**YOUR INSTRUCTIONS:** Copy out the data below word for word, starting at the line containing "Mark the blue zip-up" and continuing through the final line of the data.

Point labeling data:
--

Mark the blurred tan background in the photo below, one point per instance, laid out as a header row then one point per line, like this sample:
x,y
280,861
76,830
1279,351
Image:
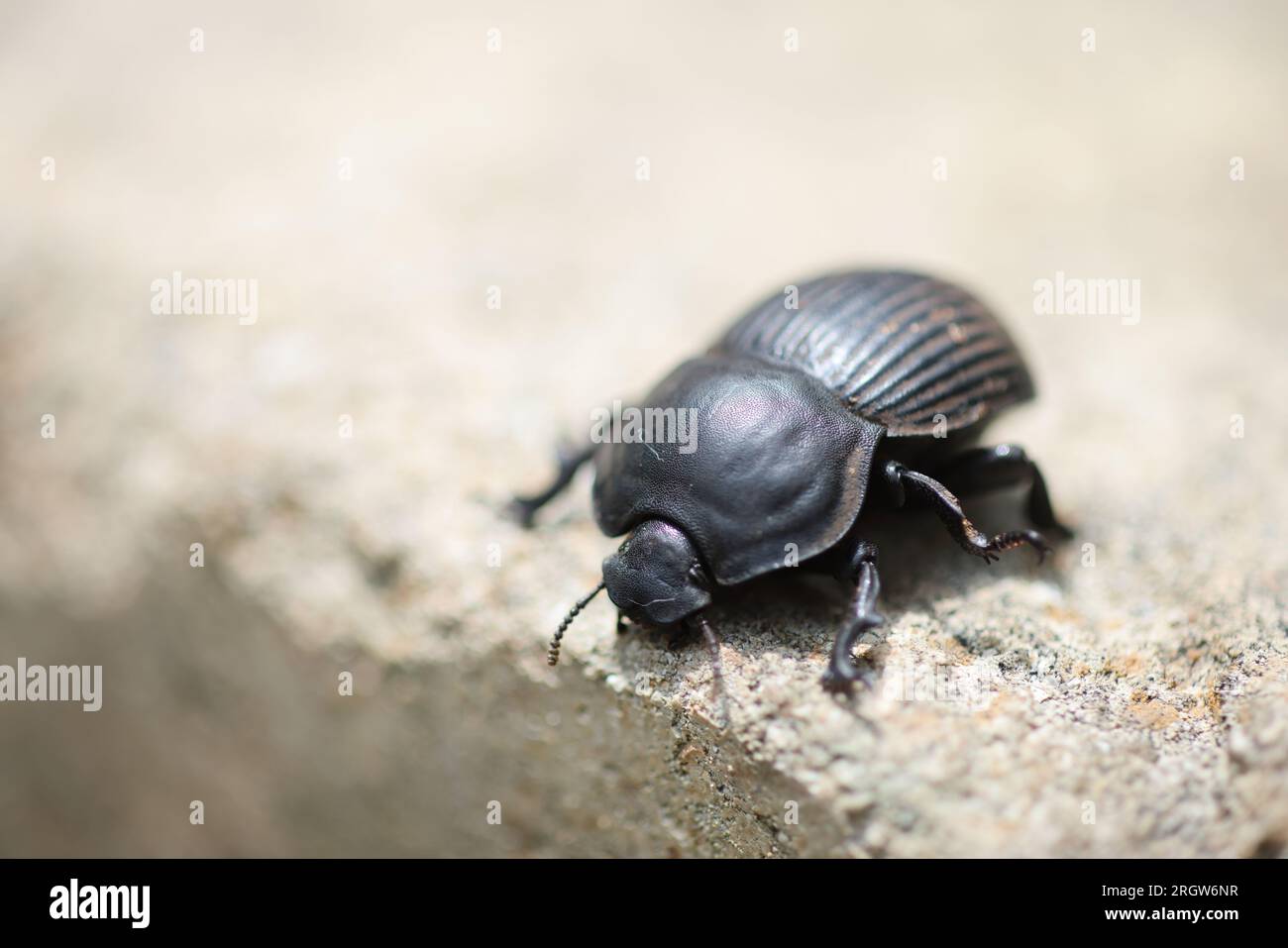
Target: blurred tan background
x,y
376,168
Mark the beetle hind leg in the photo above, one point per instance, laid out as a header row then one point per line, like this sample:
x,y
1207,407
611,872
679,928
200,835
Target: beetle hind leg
x,y
949,511
524,509
980,471
841,672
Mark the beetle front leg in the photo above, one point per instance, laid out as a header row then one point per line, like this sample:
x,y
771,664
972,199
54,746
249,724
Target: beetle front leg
x,y
841,673
949,510
524,509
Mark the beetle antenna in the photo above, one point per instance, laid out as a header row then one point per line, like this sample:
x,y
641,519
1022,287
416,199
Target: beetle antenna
x,y
553,655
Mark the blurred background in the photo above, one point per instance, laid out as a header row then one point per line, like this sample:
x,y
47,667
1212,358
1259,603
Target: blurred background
x,y
471,223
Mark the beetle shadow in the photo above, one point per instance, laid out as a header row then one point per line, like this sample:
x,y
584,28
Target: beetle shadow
x,y
797,612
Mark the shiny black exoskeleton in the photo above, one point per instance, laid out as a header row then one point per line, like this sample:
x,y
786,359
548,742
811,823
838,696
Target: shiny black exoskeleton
x,y
807,397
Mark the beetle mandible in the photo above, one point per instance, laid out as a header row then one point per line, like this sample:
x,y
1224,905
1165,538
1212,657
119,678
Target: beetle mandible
x,y
888,375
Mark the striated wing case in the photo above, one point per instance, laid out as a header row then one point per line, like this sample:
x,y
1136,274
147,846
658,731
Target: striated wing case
x,y
900,348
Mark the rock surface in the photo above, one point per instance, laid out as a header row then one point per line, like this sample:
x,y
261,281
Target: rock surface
x,y
343,458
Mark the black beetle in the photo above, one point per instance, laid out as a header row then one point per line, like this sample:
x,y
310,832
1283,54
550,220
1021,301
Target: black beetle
x,y
794,410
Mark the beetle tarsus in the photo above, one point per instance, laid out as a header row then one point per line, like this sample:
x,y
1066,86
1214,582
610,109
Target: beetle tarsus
x,y
524,509
841,672
982,471
949,511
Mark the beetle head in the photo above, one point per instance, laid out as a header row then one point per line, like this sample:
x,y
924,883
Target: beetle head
x,y
656,576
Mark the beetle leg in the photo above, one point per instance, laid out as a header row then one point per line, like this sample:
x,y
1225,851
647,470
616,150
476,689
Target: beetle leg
x,y
949,510
698,622
841,673
980,471
524,509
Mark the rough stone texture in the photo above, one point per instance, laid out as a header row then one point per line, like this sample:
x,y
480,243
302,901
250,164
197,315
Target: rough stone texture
x,y
1129,707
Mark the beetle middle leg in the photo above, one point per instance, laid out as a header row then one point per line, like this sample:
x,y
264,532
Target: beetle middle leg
x,y
980,471
841,673
524,509
949,511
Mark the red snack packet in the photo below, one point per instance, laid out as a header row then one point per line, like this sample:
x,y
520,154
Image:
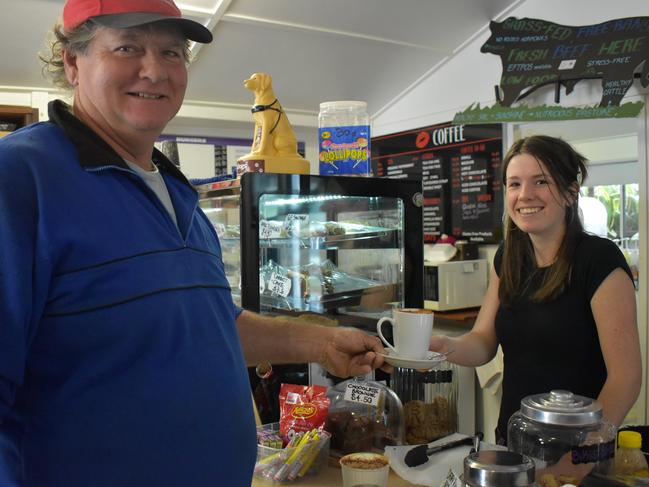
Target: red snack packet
x,y
302,408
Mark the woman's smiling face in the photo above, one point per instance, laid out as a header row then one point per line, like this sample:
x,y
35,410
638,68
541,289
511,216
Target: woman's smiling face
x,y
534,201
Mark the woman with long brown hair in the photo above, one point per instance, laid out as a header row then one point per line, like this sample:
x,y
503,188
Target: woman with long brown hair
x,y
560,301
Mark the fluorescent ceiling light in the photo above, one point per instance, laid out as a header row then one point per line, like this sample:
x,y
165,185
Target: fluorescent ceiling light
x,y
199,6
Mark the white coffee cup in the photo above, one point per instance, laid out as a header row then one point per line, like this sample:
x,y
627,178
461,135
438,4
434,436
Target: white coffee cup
x,y
411,330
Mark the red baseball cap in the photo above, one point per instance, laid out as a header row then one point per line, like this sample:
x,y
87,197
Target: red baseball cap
x,y
123,14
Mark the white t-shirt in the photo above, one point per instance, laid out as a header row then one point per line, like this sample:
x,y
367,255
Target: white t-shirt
x,y
156,182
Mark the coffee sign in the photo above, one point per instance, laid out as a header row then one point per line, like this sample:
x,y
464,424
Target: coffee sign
x,y
460,170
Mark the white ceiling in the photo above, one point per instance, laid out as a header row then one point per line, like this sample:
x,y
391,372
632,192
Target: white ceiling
x,y
315,50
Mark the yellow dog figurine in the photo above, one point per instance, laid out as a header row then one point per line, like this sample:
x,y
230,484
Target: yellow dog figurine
x,y
274,146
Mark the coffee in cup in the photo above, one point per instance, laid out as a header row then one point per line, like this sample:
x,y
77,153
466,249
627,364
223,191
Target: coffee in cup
x,y
411,330
365,468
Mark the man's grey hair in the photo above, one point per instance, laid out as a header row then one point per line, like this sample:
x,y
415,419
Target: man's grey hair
x,y
77,42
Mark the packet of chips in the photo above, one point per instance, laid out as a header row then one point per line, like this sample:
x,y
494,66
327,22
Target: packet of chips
x,y
302,409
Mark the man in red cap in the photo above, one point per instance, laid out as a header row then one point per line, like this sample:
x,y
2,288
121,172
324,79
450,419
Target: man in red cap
x,y
122,356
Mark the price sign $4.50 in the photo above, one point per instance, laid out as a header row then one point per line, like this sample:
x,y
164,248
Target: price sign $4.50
x,y
363,394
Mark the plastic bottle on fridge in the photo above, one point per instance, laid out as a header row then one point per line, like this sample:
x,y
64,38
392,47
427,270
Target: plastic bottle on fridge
x,y
344,138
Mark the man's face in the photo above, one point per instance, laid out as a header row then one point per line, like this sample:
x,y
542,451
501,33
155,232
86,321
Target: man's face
x,y
130,82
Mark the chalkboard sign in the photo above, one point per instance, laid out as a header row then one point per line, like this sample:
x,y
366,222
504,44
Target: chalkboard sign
x,y
536,52
460,170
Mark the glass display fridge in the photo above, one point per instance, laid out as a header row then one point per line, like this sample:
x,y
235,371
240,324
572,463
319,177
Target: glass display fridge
x,y
348,248
332,250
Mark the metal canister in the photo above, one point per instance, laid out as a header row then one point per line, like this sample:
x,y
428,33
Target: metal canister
x,y
495,468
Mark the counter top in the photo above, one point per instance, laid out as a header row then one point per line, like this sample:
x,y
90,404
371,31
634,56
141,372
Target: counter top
x,y
329,477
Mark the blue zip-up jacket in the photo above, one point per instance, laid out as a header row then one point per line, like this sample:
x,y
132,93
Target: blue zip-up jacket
x,y
120,363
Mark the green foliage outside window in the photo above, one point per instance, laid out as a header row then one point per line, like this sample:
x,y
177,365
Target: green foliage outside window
x,y
622,204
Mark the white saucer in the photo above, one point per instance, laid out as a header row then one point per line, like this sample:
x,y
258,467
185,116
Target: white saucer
x,y
433,359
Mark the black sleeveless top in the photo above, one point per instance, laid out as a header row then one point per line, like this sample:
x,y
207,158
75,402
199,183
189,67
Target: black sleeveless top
x,y
555,345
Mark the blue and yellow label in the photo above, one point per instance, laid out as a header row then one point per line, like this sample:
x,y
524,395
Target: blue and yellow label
x,y
345,150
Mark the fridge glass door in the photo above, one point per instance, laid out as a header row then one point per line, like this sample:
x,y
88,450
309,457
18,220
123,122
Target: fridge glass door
x,y
331,254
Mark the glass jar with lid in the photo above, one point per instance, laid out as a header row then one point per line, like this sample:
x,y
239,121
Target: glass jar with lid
x,y
429,401
564,433
363,416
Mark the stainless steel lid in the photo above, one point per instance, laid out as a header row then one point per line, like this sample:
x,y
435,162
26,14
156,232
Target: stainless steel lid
x,y
562,408
491,468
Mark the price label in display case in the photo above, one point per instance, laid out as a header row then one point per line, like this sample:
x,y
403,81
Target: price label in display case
x,y
363,394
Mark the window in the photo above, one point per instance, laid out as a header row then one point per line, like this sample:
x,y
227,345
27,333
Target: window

--

**RESPONSE:**
Mark the blue zip-up jacket in the photo above, one point per instance, laid out as a header row then one point per line, like this sample:
x,y
132,93
Target: blue zip-up jacket
x,y
120,363
Mark the green foliage outside window in the photo above, one point per instance, laid out as a header row then one point per line, like this sample:
x,y
177,365
Target: green foliage outside window
x,y
622,204
Mark the white saucer in the photo above, one point per instance, laid out as a header row then one point per line, like this sample:
x,y
258,467
185,116
Target: white saucer
x,y
433,359
Mark the black sleeveless top in the photo above, one point per instance, laid out as a header row then one point per line, like this sample:
x,y
207,158
75,402
199,183
189,67
Target: black sleeveless top
x,y
555,345
Mark the blue and yellow label in the photo above, one point per instance, laid out as a header row then one point per line, like this sample:
x,y
524,395
Target: blue and yellow label
x,y
345,150
Mark the fridge glass door in the photo above, one point per instance, laid out as a header row then one point per line, like this sample:
x,y
88,450
309,457
18,220
123,122
Target: fridge glass door
x,y
331,254
Mark the glass jar with lid in the photo above, one point per instance, laid out as a header row then one point per line, like this sample:
x,y
239,121
Target: glass jar with lid
x,y
429,401
564,433
363,416
Mark the stainless steel lid in the photo above, one point per instance, laid out as a header row then one point per line, like this sample:
x,y
435,162
26,14
156,232
Target: stainless steel lid
x,y
562,408
491,468
Mark the price label in display case in the photo above, one point per instance, laid out as a header row then one point per line, like this sample:
x,y
403,81
Target: price label in display case
x,y
363,394
Mark the window in the photo above, one point per instance, laid out as a header row then one point per line, like this sample:
x,y
227,345
27,333
Target: window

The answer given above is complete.